— EXERCISE TASK —
Copy every one of the items below word for word, leaving each line unchanged.

— RAW RECORDS —
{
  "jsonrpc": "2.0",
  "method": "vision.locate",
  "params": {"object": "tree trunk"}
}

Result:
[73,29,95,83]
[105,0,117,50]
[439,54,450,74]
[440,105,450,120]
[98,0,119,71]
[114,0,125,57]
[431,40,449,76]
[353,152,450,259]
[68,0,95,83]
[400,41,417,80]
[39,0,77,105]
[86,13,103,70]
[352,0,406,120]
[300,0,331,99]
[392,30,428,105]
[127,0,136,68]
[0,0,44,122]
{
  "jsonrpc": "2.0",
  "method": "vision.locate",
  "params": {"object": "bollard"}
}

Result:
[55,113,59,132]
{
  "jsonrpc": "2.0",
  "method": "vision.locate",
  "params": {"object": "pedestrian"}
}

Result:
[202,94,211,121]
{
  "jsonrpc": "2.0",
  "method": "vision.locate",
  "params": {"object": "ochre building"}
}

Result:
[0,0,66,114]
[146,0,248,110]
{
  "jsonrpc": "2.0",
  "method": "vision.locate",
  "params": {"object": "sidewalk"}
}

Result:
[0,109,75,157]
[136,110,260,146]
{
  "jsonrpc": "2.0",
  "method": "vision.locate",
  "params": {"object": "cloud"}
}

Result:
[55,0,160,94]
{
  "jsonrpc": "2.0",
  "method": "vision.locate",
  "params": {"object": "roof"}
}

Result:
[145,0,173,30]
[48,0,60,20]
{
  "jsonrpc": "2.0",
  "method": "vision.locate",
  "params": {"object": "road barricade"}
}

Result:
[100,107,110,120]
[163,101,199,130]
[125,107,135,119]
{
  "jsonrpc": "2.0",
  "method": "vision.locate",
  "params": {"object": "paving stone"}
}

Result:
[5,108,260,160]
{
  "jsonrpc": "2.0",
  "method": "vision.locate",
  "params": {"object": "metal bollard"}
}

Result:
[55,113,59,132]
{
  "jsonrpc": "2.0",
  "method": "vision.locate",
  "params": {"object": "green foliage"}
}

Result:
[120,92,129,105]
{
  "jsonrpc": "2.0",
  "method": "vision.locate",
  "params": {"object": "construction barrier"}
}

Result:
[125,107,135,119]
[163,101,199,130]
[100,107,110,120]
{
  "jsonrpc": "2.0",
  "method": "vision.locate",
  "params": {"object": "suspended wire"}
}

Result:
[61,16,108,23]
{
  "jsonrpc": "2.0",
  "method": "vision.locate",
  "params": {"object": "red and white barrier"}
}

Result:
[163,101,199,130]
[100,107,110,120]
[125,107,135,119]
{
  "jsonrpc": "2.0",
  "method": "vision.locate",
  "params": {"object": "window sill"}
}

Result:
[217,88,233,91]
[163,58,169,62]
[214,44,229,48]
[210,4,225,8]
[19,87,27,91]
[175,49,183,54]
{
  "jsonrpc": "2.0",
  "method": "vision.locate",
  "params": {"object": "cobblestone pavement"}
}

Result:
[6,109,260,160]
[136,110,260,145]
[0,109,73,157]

— FINAL ANSWER —
{
  "jsonrpc": "2.0",
  "method": "vision.locate",
  "params": {"object": "tree trunk"}
}

Result:
[73,29,95,83]
[105,0,117,50]
[439,54,450,74]
[440,105,450,120]
[98,0,119,71]
[114,0,125,57]
[431,40,449,76]
[353,152,450,259]
[68,0,95,83]
[400,41,417,80]
[39,0,77,105]
[86,13,103,70]
[352,0,406,120]
[300,0,331,99]
[392,30,428,105]
[127,0,136,68]
[0,0,44,122]
{
  "jsonrpc": "2.0",
  "method": "vision.locate",
  "params": {"object": "bollard"}
}

Result:
[55,113,59,132]
{
  "jsonrpc": "2.0",
  "method": "vision.locate",
  "params": {"object": "pedestrian"}
}

Result:
[202,94,211,121]
{
  "jsonrpc": "2.0",
  "method": "vision.locate",
  "params": {"object": "ochre building"}
}

Result:
[0,0,66,114]
[146,0,248,110]
{
  "jsonrpc": "2.0",
  "method": "vision.locate",
  "params": {"object": "sidewalk"}
}

Result:
[0,109,75,157]
[136,110,260,146]
{
  "jsonrpc": "2.0",
  "method": "vision.locate",
  "params": {"object": "cloud"}
}

Result:
[55,0,160,94]
{
  "jsonrpc": "2.0",
  "method": "vision.locate",
  "params": {"object": "roof"}
}

Result:
[145,0,173,30]
[48,0,60,20]
{
  "jsonrpc": "2.0",
  "method": "vision.locate",
  "params": {"object": "road barricade"}
}

Result:
[100,107,110,120]
[163,101,199,130]
[125,107,135,119]
{
  "jsonrpc": "2.0",
  "method": "vision.locate",
  "params": {"object": "paving stone"}
}

Result:
[5,108,260,160]
{
  "jsonrpc": "2.0",
  "method": "vision.locate",
  "params": {"object": "metal bollard"}
}

Result:
[55,113,59,132]
{
  "jsonrpc": "2.0",
  "method": "vision.locate",
  "params": {"object": "green foliage"}
}

Result:
[120,92,129,105]
{
  "jsonrpc": "2.0",
  "method": "vision.locate",
  "params": {"object": "construction barrier"}
}

Result:
[125,107,135,119]
[163,101,199,130]
[100,107,110,120]
{
  "jsonrpc": "2.0",
  "method": "vision.locate",
  "params": {"object": "suspended wire"}
}

Result:
[61,16,108,23]
{
  "jsonrpc": "2.0",
  "method": "vision.locate",
  "params": {"object": "red and white barrier"}
}

Result:
[163,101,199,130]
[100,107,110,120]
[125,107,135,119]
{
  "jsonrpc": "2.0",
  "method": "vision.locate",
  "params": {"object": "window sill"}
}

Result:
[217,88,233,91]
[163,58,169,62]
[214,44,229,48]
[210,4,225,8]
[19,87,27,91]
[175,49,183,54]
{
  "jsonrpc": "2.0",
  "method": "vision.locate",
  "params": {"object": "cobblestone pavement"}
}

Result:
[6,109,260,160]
[136,110,260,145]
[0,109,73,157]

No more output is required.